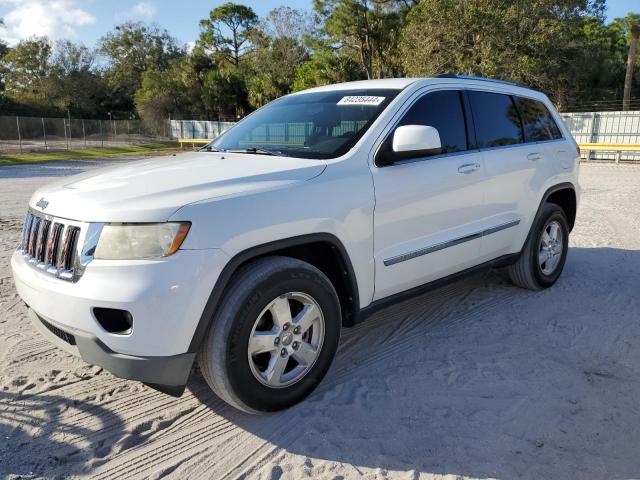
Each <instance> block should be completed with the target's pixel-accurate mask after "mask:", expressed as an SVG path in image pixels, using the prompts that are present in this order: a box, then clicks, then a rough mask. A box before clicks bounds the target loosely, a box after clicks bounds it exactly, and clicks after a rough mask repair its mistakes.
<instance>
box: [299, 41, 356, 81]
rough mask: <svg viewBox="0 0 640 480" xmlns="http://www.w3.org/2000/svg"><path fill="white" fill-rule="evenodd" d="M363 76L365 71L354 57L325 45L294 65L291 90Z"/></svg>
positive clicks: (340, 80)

--*--

### What the task requires
I'd like the material duplicated exactly, without its pictures.

### Expected answer
Each <instance> block should be completed with the target's pixel-accurate mask after "mask:", expressed as an SVG path in image pixels, using the prompts that are present in this order: a box, then clicks, then a rough mask. A box before clicks bounds the target loosely, a box after clicks bounds it exactly, and clicks after a rough mask repair its mistakes.
<instance>
box: [299, 41, 356, 81]
rough mask: <svg viewBox="0 0 640 480" xmlns="http://www.w3.org/2000/svg"><path fill="white" fill-rule="evenodd" d="M363 76L365 71L354 57L325 45L294 65L291 90Z"/></svg>
positive clicks: (340, 80)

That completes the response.